— THE REQUEST —
Go to the line that contains "The component shall return one point per instance of the paved" and extract it along with every line after it, exactly, through the end of the data below.

— RECORDS —
————

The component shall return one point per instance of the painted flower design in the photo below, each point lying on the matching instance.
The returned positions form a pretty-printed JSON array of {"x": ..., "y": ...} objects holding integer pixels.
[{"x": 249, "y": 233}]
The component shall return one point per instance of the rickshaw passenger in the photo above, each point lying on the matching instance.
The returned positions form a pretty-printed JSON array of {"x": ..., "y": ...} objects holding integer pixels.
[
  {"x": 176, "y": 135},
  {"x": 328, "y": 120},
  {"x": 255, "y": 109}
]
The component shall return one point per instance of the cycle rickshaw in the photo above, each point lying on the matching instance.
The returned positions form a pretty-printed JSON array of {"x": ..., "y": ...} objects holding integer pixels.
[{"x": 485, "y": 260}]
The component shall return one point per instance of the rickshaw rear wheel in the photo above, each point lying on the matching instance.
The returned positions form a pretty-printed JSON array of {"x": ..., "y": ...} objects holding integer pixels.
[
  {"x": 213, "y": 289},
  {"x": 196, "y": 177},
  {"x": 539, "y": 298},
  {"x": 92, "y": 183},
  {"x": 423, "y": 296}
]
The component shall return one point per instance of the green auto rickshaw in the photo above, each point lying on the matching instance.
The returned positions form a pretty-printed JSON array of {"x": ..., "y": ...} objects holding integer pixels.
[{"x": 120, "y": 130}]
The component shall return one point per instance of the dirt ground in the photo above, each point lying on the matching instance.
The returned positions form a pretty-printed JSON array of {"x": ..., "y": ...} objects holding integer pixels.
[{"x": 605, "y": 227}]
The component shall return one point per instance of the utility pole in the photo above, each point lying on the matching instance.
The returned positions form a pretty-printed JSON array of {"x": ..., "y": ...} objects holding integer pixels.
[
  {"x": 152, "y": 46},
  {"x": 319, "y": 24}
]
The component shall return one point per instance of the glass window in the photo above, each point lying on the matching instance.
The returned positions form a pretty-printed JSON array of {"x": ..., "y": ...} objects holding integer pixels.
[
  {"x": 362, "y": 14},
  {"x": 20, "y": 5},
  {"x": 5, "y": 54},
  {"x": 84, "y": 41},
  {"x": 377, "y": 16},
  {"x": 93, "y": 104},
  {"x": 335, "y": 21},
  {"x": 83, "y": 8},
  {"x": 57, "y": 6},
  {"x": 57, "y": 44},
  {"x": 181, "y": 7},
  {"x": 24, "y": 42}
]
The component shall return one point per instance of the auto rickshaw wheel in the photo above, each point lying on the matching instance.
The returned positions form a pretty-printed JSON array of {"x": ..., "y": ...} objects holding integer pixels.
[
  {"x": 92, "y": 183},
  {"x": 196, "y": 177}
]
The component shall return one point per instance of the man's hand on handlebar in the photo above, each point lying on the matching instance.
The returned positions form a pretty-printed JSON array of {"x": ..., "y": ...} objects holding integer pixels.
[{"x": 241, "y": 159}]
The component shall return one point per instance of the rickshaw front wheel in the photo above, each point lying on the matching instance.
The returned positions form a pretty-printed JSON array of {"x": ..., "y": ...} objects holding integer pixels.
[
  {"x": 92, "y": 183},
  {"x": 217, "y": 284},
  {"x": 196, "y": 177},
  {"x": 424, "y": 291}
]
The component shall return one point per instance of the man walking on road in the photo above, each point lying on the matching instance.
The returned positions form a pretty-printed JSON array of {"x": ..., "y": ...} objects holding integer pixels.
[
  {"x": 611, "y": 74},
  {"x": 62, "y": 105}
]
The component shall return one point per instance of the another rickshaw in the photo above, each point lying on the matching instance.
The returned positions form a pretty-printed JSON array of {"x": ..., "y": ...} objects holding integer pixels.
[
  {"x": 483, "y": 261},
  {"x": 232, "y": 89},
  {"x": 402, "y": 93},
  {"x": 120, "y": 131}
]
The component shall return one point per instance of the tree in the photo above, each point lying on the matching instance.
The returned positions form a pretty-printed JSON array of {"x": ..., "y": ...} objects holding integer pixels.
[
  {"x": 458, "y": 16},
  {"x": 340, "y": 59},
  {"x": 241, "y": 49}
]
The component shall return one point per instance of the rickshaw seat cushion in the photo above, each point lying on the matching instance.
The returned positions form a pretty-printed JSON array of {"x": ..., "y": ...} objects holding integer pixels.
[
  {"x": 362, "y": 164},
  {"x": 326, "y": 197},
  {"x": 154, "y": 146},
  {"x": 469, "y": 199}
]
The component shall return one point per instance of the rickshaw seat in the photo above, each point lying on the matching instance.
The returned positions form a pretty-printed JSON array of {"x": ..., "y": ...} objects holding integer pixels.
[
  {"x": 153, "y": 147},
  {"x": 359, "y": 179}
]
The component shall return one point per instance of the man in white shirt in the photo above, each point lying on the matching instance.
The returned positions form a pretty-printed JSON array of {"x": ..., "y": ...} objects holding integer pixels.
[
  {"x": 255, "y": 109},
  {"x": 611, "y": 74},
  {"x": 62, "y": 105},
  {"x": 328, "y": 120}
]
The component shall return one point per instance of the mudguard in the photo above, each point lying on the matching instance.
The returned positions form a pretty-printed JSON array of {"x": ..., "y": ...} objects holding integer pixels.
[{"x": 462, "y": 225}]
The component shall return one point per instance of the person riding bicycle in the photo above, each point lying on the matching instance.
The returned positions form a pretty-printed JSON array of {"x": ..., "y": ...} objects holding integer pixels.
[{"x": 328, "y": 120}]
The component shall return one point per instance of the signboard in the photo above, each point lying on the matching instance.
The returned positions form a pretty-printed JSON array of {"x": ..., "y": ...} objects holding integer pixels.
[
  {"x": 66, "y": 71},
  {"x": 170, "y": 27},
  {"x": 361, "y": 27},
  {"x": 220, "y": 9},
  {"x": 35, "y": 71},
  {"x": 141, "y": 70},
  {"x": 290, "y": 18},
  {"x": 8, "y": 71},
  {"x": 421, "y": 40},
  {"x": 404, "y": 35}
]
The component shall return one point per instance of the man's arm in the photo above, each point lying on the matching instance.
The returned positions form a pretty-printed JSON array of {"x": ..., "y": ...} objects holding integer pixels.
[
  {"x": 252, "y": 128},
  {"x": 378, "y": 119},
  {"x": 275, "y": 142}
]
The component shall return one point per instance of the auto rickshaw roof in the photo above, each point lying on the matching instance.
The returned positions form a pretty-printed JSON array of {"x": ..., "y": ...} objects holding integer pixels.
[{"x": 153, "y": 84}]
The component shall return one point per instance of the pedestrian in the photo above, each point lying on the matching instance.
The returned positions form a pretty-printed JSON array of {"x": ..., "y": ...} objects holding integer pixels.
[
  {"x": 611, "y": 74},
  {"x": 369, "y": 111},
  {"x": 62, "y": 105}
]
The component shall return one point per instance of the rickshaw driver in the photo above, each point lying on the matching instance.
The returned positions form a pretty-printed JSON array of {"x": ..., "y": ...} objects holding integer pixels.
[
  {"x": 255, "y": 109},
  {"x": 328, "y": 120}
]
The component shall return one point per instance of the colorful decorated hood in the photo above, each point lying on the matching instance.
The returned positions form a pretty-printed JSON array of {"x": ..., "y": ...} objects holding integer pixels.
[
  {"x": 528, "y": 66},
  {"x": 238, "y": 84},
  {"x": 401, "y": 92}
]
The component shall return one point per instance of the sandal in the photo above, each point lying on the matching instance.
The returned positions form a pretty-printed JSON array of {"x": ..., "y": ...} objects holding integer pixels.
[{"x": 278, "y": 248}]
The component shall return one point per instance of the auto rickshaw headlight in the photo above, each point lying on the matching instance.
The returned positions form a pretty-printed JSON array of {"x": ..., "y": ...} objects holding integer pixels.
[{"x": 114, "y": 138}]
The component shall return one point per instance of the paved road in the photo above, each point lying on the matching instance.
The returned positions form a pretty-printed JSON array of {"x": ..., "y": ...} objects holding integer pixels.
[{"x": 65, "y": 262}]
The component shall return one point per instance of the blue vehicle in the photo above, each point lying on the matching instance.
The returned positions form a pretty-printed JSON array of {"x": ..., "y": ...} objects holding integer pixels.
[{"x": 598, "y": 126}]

————

— EXERCISE RESULT —
The component shall return one point per instance of the paved road in the photo above, each point lying on the matching instance.
The returned positions form a pretty-printed JSON array of {"x": ..., "y": ...} objects holding integer pixels.
[{"x": 65, "y": 262}]
The component shall return one point per instance of the blue vehicle in the photo above, each point lying on the matching instance.
The returned positions form a pretty-printed JSON array of {"x": ..., "y": ...} objects holding integer pixels.
[{"x": 598, "y": 126}]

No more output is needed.